**YOUR INSTRUCTIONS:**
Transcribe the rows from the line containing "# point at: the nose" to the line containing "(639, 1087)", including both of those lines, and nothing else.

**AVAILABLE DATA:**
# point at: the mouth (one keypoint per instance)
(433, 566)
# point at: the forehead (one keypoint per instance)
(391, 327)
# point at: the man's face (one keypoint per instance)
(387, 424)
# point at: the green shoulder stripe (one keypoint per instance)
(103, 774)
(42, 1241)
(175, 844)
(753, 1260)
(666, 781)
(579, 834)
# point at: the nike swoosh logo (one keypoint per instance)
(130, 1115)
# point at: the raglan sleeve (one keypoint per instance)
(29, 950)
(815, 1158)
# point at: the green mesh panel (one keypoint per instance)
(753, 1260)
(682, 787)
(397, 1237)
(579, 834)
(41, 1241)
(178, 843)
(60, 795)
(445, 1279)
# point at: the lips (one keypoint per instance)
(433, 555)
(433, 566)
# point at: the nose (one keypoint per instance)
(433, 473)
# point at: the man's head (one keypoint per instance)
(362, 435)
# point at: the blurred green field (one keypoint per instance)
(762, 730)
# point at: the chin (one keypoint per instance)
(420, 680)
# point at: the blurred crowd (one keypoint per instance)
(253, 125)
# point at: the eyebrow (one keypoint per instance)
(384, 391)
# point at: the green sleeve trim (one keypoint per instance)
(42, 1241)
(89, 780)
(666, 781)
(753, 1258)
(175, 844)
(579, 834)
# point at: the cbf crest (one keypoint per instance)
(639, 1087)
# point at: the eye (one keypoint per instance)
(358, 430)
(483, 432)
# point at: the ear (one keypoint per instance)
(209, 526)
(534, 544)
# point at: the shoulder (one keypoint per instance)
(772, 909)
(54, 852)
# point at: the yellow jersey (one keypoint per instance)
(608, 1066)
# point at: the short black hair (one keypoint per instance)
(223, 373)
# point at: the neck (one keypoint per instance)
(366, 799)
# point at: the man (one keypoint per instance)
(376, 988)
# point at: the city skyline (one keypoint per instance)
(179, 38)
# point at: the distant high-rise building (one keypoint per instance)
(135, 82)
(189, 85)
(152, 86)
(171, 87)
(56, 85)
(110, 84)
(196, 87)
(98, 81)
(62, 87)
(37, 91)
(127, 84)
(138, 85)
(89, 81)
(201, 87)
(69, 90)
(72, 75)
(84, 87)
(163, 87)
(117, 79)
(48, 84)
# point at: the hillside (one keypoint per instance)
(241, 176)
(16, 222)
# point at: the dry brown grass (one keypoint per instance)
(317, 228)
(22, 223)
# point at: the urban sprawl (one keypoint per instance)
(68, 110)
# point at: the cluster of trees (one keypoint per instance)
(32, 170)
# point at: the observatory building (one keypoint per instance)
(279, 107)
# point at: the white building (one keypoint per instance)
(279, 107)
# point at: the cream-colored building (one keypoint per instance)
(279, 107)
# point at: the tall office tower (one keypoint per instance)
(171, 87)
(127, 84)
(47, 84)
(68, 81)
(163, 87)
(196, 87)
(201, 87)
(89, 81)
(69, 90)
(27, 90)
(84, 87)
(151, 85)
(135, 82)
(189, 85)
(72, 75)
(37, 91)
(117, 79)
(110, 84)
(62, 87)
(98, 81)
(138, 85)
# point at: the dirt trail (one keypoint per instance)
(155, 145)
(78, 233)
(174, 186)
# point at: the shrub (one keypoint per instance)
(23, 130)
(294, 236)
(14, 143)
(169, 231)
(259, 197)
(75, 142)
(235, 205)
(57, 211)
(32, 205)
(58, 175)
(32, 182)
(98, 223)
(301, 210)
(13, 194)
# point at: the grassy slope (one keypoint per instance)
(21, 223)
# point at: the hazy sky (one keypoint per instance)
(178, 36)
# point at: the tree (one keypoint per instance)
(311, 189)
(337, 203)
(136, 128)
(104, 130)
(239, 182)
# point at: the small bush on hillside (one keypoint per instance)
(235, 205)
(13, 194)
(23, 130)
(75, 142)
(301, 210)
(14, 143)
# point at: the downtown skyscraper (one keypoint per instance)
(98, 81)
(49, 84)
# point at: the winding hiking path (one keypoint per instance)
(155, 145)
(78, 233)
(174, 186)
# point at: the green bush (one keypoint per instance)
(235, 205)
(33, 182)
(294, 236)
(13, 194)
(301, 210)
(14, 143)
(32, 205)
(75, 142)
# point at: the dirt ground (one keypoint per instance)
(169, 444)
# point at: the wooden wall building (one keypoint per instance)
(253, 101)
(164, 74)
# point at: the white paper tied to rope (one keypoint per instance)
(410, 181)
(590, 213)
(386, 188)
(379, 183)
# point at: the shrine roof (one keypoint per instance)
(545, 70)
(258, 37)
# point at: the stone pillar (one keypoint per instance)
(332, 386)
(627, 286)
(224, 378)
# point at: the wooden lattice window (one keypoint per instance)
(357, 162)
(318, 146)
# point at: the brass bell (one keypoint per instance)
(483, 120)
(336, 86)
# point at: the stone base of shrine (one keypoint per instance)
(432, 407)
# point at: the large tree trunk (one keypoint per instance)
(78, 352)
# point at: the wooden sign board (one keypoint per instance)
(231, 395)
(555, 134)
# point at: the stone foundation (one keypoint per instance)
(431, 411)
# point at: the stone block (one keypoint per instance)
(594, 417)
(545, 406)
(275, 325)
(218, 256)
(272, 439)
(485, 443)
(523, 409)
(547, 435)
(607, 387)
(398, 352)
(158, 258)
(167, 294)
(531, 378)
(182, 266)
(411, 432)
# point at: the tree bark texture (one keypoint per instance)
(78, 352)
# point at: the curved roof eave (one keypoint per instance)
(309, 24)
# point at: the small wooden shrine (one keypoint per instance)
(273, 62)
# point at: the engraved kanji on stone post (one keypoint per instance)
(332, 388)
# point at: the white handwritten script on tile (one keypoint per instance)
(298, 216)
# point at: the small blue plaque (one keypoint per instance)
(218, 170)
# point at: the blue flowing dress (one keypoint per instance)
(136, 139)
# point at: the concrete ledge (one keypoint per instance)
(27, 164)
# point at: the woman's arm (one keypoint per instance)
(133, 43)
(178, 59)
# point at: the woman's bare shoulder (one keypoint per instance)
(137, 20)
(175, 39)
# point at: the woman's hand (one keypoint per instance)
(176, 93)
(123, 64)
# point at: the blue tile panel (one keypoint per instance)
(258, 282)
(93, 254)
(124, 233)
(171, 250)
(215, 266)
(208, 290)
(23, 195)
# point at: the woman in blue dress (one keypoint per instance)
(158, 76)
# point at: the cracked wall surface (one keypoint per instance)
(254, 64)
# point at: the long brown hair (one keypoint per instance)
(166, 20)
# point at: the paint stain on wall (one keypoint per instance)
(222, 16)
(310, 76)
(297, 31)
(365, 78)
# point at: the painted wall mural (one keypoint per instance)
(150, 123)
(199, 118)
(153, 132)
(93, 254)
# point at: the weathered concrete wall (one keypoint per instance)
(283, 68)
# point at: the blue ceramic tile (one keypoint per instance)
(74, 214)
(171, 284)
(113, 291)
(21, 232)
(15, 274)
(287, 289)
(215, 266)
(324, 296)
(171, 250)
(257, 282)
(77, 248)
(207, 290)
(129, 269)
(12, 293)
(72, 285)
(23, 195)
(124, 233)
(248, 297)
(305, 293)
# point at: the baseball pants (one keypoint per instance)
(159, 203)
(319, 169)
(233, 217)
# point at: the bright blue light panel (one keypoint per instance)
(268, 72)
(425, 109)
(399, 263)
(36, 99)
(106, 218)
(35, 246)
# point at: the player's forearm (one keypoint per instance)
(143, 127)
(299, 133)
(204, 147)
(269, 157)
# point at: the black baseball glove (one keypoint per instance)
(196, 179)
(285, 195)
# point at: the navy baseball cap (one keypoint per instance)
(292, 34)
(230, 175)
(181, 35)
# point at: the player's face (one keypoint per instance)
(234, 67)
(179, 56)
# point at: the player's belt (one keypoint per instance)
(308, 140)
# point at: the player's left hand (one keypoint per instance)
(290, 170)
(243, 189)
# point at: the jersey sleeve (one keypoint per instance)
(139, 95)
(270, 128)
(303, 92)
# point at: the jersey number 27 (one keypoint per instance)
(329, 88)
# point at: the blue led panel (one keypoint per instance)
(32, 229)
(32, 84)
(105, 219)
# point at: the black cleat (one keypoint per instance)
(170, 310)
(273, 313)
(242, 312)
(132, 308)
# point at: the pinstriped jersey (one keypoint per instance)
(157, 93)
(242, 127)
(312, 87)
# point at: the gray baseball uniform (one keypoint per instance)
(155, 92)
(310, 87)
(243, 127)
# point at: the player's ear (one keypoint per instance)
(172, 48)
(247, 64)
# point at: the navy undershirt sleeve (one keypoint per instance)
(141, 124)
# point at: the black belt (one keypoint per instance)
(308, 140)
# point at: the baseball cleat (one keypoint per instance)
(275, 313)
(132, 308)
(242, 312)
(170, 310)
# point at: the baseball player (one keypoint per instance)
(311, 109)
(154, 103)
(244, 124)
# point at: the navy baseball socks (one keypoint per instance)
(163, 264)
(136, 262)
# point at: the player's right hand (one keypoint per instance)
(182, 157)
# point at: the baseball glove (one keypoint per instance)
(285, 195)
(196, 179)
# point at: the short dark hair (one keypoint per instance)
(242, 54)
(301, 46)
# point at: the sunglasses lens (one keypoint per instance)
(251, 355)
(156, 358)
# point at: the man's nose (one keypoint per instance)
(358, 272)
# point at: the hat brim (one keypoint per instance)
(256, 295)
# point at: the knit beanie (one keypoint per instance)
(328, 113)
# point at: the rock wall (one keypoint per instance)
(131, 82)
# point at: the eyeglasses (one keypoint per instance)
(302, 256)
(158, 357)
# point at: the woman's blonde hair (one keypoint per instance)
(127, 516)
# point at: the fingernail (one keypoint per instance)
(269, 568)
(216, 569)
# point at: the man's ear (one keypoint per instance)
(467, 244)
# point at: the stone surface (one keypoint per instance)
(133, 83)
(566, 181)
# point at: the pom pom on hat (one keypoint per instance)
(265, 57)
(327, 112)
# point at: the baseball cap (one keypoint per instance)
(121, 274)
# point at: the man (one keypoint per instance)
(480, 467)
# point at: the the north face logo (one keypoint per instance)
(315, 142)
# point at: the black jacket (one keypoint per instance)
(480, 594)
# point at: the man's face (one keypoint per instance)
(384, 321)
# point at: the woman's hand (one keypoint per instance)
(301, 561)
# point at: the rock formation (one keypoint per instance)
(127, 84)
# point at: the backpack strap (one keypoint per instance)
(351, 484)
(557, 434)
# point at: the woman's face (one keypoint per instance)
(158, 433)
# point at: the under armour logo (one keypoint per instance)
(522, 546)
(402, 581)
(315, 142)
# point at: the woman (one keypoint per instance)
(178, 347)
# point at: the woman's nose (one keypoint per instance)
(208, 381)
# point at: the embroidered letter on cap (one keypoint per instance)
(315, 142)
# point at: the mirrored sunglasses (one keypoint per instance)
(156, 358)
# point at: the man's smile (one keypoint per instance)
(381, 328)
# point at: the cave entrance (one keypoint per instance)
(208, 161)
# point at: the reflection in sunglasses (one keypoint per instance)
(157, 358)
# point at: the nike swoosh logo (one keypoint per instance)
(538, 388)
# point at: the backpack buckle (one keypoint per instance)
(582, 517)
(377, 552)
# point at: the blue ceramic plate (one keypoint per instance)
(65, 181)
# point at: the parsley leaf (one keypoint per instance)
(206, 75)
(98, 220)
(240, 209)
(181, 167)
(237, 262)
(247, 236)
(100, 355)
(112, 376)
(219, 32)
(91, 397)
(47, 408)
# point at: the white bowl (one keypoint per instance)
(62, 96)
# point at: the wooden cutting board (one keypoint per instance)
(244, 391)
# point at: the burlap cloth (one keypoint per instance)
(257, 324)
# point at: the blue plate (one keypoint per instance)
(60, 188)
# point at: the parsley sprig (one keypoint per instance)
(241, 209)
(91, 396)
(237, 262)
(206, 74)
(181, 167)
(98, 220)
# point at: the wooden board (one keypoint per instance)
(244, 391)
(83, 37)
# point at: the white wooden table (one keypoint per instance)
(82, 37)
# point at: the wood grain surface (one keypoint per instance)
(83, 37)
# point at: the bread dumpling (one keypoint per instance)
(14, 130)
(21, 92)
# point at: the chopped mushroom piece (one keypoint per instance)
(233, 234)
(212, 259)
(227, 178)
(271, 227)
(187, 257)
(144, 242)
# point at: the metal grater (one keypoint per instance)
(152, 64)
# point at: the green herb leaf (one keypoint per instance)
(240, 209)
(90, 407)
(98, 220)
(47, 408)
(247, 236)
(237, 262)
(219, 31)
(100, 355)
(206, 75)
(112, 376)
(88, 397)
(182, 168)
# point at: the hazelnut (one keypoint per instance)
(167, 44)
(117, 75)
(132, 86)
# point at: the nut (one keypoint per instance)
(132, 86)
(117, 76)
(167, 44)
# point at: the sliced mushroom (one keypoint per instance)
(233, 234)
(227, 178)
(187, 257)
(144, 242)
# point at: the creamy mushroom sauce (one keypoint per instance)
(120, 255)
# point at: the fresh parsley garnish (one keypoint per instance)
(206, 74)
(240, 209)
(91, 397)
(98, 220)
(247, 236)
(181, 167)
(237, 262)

**EXERCISE ANSWER:**
# point at: the nose (one keypoint per instance)
(433, 473)
# point at: the man's head (one keypoint per instance)
(362, 435)
# point at: the blurred green field (one keypoint per instance)
(762, 730)
# point at: the chin (one keypoint per instance)
(420, 680)
# point at: the blurred crowd (one keypoint per instance)
(253, 125)
# point at: the eyebrow (one keypoint per instance)
(384, 391)
# point at: the green sleeve trim (one keypoint per instance)
(42, 1241)
(89, 780)
(666, 781)
(753, 1258)
(175, 844)
(579, 834)
# point at: the cbf crest (one keypoint per instance)
(639, 1087)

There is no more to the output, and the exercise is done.